Page text:
···
Imaginary Oklahoma is an ongoing project in which some of today’s most important and influential writers combine with artists to provide a fictional take on this place we call home. Through a wide variety of voices, styles and literary devices, these works prove that “Oklahoma” is much more than a place, it’s an idea.

Alan Heathcock reads us his story “Streetlamps” from our Imaginary Oklahoma series and explains the family history behind the unusual coupling in his work.

 


Alan Heathcock’s fiction has been published in many of America’s top magazines and journals, including Zoetrope: All-Story, Kenyon Review, VQR, Five Chapters,Storyville, and The Harvard Review. His stories have won the National Magazine Award in fiction, and have been selected for inclusion in The Best American Mystery Stories anthology. Heathcock is currently a Literature Fellow for the state of Idaho. A native of Chicago, he teaches fiction writing at Boise State University.


 

Transcript

Jeff Martin: Imaginary Oklahoma is an ongoing project in which some of today’s most important and influential writers combine with artists to provide a fictional take on this place we call home. Through a wide variety of voices, styles and literary devices, these works prove that “Oklahoma” is much more than a place, it’s an idea.

Abby Wendle: Hello?

Alan Heathcock: Hello.

AW: Is this Alan?

AH: This is Alan.

AW: How you doing?

AH: I’m doing great here.

AW: Where is it that you live?

AH: I live in Boise, Idaho.

AW: Boise, Idaho.  Have you ever been to Oklahoma?

AH: I have, yeah.  I’ve been there a few times.  I have family who are from there.  My dad was born in Oklahoma and my great-grandfather was a circuit preacher and he lived in Oklahoma.  In the piece I wrote I mentioned a woman Purified Fox and that’s my great-grandmother who was a full-blood Cherokee girl and he married her and of course back in that day that was very controversial.

AW: So does this story come from your grandfather or your great-grandfather’s experience?

AH: Yeah.  I was trying to imagine him.  What that meeting might have been.  There’s no record of where or how they met really.  Don’t have that story at my disposal.  But I always wondered about it because it’s kind of such an unusual couple.  A man traveling around, you know, meeting a full-blood Cherokee girl and how it might have gone.  And so, I’m a romantic at heart I guess so I romanticized what that meeting might have been, try to see if I can extract something, something special out of it.
···
Source material:

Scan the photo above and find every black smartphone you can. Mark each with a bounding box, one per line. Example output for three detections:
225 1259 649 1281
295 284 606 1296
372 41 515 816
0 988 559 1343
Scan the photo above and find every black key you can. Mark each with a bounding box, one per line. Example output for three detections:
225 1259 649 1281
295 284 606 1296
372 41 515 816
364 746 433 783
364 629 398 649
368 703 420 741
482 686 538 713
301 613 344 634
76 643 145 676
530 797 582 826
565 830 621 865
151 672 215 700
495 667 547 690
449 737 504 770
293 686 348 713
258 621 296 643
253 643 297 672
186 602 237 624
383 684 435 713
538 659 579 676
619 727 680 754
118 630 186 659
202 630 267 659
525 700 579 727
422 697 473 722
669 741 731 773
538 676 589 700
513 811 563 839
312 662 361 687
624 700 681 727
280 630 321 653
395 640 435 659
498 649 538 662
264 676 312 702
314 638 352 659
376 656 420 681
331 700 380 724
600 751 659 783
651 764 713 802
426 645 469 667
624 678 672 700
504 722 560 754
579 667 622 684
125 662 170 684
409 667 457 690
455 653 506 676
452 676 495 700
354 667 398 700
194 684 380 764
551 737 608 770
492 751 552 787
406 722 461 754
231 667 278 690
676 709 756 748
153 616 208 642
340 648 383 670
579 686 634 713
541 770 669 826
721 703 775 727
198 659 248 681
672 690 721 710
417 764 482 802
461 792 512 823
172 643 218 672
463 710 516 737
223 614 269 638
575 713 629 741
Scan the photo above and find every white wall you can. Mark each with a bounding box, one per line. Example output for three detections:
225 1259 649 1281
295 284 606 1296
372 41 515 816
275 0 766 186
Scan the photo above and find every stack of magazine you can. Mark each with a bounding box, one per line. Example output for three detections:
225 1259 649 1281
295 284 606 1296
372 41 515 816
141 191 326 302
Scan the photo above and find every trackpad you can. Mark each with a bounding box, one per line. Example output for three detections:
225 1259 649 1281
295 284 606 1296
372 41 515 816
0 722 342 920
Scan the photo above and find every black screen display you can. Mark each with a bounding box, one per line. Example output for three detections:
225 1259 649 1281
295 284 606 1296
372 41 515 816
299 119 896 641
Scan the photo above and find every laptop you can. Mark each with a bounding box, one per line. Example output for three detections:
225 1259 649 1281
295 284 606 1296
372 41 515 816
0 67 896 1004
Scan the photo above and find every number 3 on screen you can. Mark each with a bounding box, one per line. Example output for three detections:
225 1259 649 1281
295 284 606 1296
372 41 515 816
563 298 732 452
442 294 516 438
···
Set tasks:
- a) Copy word for word the part of the Imaginary Oklahoma page that opens with the words "AW: How you doing?" and closes with "your great-grandfather’s experience?".
- b) In the records, repeat exactly the lines that run from the line containing "Scan the photo above and find every black key" through the line containing "482 686 538 713", with both of those lines included.

Task-by-task answers:
- a)
AW: How you doing?

AH: I’m doing great here.

AW: Where is it that you live?

AH: I live in Boise, Idaho.

AW: Boise, Idaho.  Have you ever been to Oklahoma?

AH: I have, yeah.  I’ve been there a few times.  I have family who are from there.  My dad was born in Oklahoma and my great-grandfather was a circuit preacher and he lived in Oklahoma.  In the piece I wrote I mentioned a woman Purified Fox and that’s my great-grandmother who was a full-blood Cherokee girl and he married her and of course back in that day that was very controversial.

AW: So does this story come from your grandfather or your great-grandfather’s experience?

- b)
Scan the photo above and find every black key you can. Mark each with a bounding box, one per line. Example output for three detections:
225 1259 649 1281
295 284 606 1296
372 41 515 816
364 746 433 783
364 629 398 649
368 703 420 741
482 686 538 713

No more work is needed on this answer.